The task: The data below is to be repeated in full, exactly as shown.

##### The records #####

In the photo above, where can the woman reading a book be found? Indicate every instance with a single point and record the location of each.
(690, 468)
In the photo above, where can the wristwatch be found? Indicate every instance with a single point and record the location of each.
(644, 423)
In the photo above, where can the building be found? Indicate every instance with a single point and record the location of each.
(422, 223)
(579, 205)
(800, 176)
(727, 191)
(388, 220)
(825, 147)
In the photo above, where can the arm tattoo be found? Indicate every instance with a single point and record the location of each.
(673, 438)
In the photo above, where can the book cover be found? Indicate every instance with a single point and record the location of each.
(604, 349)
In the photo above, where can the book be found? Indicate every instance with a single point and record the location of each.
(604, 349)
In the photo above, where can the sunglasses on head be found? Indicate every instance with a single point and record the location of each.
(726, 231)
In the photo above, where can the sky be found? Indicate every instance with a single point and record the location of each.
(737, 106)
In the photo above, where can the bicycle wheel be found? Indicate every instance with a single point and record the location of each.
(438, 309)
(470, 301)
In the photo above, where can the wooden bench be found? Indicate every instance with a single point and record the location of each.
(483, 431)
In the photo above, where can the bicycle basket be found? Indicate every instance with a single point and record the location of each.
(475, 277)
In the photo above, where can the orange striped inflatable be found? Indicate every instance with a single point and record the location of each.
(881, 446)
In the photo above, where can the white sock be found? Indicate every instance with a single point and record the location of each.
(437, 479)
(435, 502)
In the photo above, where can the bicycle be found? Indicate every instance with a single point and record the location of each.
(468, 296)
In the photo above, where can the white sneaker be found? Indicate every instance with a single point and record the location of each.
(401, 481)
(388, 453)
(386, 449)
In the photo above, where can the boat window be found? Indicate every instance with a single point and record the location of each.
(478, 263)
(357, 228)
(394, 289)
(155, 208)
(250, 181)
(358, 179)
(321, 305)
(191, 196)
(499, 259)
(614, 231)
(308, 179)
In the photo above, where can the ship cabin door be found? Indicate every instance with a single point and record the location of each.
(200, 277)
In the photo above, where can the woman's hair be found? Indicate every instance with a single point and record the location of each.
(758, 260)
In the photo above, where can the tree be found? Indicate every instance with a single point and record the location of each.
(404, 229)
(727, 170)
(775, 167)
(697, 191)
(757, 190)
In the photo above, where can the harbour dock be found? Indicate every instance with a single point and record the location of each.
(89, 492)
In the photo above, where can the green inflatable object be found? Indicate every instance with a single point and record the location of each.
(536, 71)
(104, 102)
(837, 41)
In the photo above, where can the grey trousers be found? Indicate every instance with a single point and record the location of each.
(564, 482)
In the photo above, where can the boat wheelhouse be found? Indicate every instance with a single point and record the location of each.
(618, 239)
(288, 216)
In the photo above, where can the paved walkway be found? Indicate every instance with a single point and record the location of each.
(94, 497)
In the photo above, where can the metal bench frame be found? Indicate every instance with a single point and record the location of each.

#####

Output below:
In the photo above, where can the woman reading a book be found? Indicate every instance with a single point and record the location of each.
(690, 468)
In the photo above, where can the wristwatch be found? Indicate every instance with a single point and record the location of each.
(644, 423)
In the photo above, where can the building be found? Indicate every instance with a single point and record the location of each.
(422, 223)
(579, 205)
(800, 176)
(727, 191)
(388, 220)
(825, 147)
In the photo above, where can the arm tattoo be found? Indicate every instance with a single point and record the location of each.
(673, 438)
In the photo above, where can the book cover be found? Indicate every instance with a single point and record the location of each.
(604, 349)
In the photo above, where can the book be found? Indicate every instance with a single point and record the location of each.
(604, 349)
In the photo above, where can the sunglasses on head be found? Indicate every instance with a single point and record the location of each.
(726, 231)
In the photo above, where can the sky be found? Indicate every instance with a single point and record the location of each.
(737, 106)
In the photo above, where can the bicycle wheel be found? Indicate every instance with a single point and record the location of each.
(438, 309)
(470, 301)
In the photo above, where can the wooden bench be found? Indicate every instance with a single point and record the location of each.
(483, 431)
In the photo above, where can the bicycle basket be found? Indicate every instance with a single point and record the location of each.
(475, 277)
In the photo above, where can the orange striped inflatable be found? Indicate every instance with a single point and record the location of each.
(881, 446)
In the photo above, where can the white sock be found? Indicate every instance with a single point and record the location of each.
(437, 479)
(435, 502)
In the photo above, where can the bicycle be found? Indicate every instance with a single point and record the location of each.
(468, 296)
In the photo above, where can the white sneaker be found? Indicate every instance with a single point and record the location of each.
(401, 481)
(388, 453)
(386, 449)
In the photo above, where can the boat window be found? Indicate every instance with a single point and record the location of each.
(478, 263)
(357, 228)
(394, 289)
(155, 208)
(250, 181)
(358, 179)
(321, 305)
(191, 196)
(499, 259)
(614, 231)
(308, 179)
In the photo above, where can the ship cabin door be found? Indicate every instance with a single point and record the location of each.
(200, 277)
In the photo above, where can the woman's hair be found? Indicate every instance with a single point and record the location of each.
(758, 260)
In the photo above, where can the tree be found? Indicate every instance with a single point and record the location of each.
(404, 229)
(727, 170)
(775, 167)
(697, 191)
(757, 190)
In the photo above, where can the harbour dock be found? Indicate every instance with a single point and record the location of each.
(89, 492)
In the photo above, where can the green inflatable object be found? Indicate every instance with a single point and record the location of each.
(536, 71)
(104, 102)
(837, 41)
In the photo above, where can the grey trousers be found? Indicate every instance with a single point and record the location of each.
(564, 482)
In the photo above, where can the boat wheelhouse be found? Indicate every instance with a single point and record the location of each.
(618, 239)
(288, 216)
In the photo above, where can the paved walkway be found? Indicate every instance with a single point and record the location of each.
(94, 497)
In the photo above, where can the metal bench frame be found? Indicate every instance with a single point and record the location of each.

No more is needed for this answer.